_TASK INSTRUCTIONS:_
Pull out every line of the material below that contains the string "negative", and copy each of those lines in full.

_RECORDS PROVIDED:_
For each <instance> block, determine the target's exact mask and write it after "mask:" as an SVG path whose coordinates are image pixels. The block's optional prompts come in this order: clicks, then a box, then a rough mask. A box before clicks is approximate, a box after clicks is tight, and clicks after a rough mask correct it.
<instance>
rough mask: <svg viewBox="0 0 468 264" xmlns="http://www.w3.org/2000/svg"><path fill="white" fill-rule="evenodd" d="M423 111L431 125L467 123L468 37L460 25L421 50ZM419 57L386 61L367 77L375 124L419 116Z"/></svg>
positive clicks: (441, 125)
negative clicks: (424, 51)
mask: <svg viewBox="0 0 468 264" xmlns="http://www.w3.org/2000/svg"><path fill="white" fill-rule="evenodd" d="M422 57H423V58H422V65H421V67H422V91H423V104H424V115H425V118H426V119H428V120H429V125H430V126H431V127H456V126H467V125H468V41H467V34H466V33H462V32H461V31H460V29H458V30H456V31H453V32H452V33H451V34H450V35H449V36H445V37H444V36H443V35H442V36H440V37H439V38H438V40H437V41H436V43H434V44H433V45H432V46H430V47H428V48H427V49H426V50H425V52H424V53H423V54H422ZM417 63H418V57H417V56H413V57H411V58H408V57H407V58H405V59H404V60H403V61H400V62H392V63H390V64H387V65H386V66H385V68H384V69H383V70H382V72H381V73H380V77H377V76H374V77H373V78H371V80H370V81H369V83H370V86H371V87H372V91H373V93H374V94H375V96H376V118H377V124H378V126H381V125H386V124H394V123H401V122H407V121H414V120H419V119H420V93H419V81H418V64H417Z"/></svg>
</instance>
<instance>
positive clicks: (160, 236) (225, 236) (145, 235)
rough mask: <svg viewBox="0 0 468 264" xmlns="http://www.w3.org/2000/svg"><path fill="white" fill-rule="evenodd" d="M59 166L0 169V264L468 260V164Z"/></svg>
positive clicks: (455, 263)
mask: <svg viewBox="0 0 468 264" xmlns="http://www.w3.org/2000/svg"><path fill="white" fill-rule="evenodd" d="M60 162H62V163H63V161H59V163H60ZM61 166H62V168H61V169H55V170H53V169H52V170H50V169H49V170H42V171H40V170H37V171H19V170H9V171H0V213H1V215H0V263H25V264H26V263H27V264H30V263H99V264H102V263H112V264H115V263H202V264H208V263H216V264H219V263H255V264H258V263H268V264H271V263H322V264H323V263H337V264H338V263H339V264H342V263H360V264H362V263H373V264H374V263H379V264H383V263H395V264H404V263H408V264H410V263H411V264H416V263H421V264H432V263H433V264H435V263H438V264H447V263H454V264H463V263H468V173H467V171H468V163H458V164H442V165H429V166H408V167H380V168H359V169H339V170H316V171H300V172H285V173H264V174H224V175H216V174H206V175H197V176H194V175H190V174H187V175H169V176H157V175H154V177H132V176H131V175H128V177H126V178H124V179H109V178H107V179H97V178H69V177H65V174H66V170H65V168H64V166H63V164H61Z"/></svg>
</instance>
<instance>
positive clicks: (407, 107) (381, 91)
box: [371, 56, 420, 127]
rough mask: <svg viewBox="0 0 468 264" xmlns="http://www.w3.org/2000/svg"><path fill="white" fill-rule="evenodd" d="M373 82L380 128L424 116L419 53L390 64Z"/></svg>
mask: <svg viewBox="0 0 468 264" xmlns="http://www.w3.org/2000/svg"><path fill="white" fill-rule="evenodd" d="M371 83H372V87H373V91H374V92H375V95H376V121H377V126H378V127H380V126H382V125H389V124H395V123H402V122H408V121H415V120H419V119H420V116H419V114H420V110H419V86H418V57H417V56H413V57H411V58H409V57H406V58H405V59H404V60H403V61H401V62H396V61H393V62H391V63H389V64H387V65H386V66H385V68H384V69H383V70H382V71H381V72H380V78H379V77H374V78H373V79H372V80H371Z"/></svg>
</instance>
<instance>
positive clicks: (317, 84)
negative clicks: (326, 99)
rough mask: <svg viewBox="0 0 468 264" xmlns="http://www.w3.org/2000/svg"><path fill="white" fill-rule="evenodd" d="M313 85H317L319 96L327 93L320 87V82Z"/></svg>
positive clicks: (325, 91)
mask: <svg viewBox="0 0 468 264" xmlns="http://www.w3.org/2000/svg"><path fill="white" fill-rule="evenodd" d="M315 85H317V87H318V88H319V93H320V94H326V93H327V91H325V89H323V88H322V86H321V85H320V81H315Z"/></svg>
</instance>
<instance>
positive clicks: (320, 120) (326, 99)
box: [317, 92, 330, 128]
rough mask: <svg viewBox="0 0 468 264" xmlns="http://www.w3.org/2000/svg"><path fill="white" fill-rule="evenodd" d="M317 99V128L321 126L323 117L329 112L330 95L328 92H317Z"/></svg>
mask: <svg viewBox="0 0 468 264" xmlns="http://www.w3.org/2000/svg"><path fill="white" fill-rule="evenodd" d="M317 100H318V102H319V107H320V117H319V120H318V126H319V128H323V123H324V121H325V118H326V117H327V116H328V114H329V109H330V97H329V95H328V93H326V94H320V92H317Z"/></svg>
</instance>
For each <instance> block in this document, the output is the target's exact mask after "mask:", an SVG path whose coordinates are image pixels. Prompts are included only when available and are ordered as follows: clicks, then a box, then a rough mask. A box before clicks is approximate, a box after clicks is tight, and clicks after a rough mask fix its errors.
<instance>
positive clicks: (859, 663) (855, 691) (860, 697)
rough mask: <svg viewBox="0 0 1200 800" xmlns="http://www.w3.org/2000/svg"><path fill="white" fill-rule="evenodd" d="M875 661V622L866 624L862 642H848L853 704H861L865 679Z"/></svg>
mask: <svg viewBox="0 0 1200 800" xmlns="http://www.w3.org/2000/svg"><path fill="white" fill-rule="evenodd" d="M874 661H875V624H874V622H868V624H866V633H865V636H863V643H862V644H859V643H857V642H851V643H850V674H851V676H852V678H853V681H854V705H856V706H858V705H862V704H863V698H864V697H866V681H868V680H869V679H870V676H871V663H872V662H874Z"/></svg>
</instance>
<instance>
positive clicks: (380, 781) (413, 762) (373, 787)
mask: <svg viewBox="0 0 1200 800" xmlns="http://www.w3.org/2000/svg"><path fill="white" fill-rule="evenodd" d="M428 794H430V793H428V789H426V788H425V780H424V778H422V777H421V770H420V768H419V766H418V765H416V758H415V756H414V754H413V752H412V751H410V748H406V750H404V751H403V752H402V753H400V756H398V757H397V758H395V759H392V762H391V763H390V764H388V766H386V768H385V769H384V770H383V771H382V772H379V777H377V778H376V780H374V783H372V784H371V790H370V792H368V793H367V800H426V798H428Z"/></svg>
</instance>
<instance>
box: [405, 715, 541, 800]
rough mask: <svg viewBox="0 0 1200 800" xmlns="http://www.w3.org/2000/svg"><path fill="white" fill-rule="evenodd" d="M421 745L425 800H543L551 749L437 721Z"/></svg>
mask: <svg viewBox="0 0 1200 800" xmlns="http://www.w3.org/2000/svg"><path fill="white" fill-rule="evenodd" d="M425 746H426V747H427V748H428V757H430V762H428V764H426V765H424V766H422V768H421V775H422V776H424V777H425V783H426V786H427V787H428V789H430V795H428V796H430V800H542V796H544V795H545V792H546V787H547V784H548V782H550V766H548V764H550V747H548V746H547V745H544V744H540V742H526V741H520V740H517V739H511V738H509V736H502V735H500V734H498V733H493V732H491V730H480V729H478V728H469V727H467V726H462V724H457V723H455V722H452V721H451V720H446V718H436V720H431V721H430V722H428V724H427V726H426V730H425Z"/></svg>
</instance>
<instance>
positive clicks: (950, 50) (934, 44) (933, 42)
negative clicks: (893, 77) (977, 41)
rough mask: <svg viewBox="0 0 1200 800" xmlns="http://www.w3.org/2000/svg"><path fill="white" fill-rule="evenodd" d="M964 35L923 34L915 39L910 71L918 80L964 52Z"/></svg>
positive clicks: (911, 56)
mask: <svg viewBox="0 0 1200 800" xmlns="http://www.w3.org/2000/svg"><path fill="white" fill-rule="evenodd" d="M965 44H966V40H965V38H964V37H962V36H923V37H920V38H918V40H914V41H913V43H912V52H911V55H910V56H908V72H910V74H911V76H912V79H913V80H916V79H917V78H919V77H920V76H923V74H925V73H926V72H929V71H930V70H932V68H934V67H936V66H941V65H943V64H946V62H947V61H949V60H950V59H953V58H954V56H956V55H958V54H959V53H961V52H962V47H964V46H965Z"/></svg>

_ANSWER SPACE:_
negative clicks: (424, 51)
negative clicks: (326, 99)
negative clicks: (893, 77) (977, 41)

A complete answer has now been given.